What needs to be done:
Please output, exactly and without pictures, the lines from the opening of the listing below through the line containing "antenna --coords whole-pixels", both included.

(Data to examine Opens)

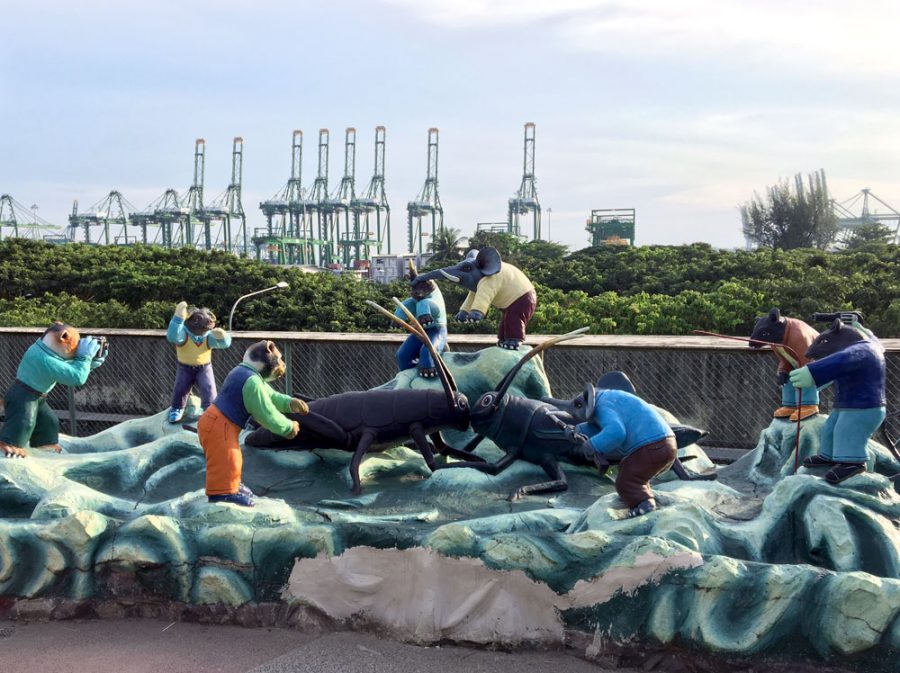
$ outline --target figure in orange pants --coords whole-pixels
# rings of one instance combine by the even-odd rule
[[[222,390],[200,417],[197,432],[206,458],[206,495],[210,502],[253,506],[253,492],[241,483],[244,459],[238,436],[252,417],[267,430],[293,439],[300,424],[284,414],[309,412],[306,402],[283,395],[268,384],[284,375],[281,352],[271,341],[259,341],[225,377]]]

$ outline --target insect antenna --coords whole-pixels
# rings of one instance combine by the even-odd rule
[[[412,313],[410,313],[405,306],[403,306],[403,303],[399,299],[397,299],[396,297],[394,297],[393,299],[399,306],[403,308],[404,312],[407,314],[407,316],[409,316],[412,324],[406,322],[402,318],[398,318],[386,308],[379,306],[377,303],[371,301],[370,299],[366,299],[366,303],[372,308],[383,313],[385,316],[387,316],[387,318],[395,322],[407,332],[415,334],[426,345],[429,352],[431,353],[431,357],[434,358],[434,361],[437,364],[438,378],[440,378],[441,385],[444,387],[444,392],[447,394],[447,402],[451,407],[455,409],[457,407],[457,404],[456,398],[453,393],[457,392],[458,389],[456,387],[456,381],[454,380],[453,375],[450,373],[450,370],[447,369],[447,365],[444,364],[444,361],[443,359],[441,359],[440,354],[434,348],[434,344],[431,343],[431,339],[429,339],[428,335],[425,333],[425,328],[423,328],[419,321],[416,320],[416,317],[412,315]]]
[[[570,341],[571,339],[578,339],[579,337],[584,336],[584,333],[588,331],[588,327],[579,327],[576,330],[572,330],[571,332],[567,332],[566,334],[560,334],[559,336],[551,337],[544,341],[544,343],[539,346],[535,346],[528,353],[519,360],[512,369],[510,369],[506,376],[497,384],[497,387],[494,388],[494,391],[498,393],[496,400],[499,402],[504,395],[506,395],[506,391],[509,390],[509,387],[512,385],[513,379],[516,378],[516,374],[519,373],[519,370],[525,366],[525,363],[528,362],[531,358],[533,358],[538,353],[543,353],[545,350],[554,346],[558,343],[562,343],[563,341]]]
[[[456,379],[453,378],[453,374],[450,373],[450,370],[444,363],[444,358],[437,352],[434,344],[431,343],[431,339],[428,338],[425,328],[422,327],[422,324],[416,316],[412,314],[412,311],[406,308],[403,302],[397,299],[397,297],[391,297],[391,299],[394,300],[394,303],[406,314],[409,321],[418,329],[417,334],[419,335],[419,339],[421,339],[425,344],[425,347],[428,348],[428,352],[431,353],[431,357],[434,360],[435,365],[437,365],[438,377],[441,379],[441,384],[444,386],[444,391],[447,393],[447,400],[450,402],[450,406],[455,409],[456,399],[454,393],[459,392],[459,388],[456,385]]]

(Data to examine Closes)

Worked solution:
$ outline --target figure in orange pants --coords whole-pixels
# rings of one instance combine by the even-odd rule
[[[222,390],[200,417],[197,432],[206,458],[206,495],[210,502],[253,506],[253,492],[241,483],[244,459],[238,436],[252,417],[267,430],[293,439],[300,424],[284,414],[309,412],[306,402],[283,395],[268,384],[284,375],[281,352],[271,341],[259,341],[225,377]]]

$ outline --target insect antenna --coords whole-pixels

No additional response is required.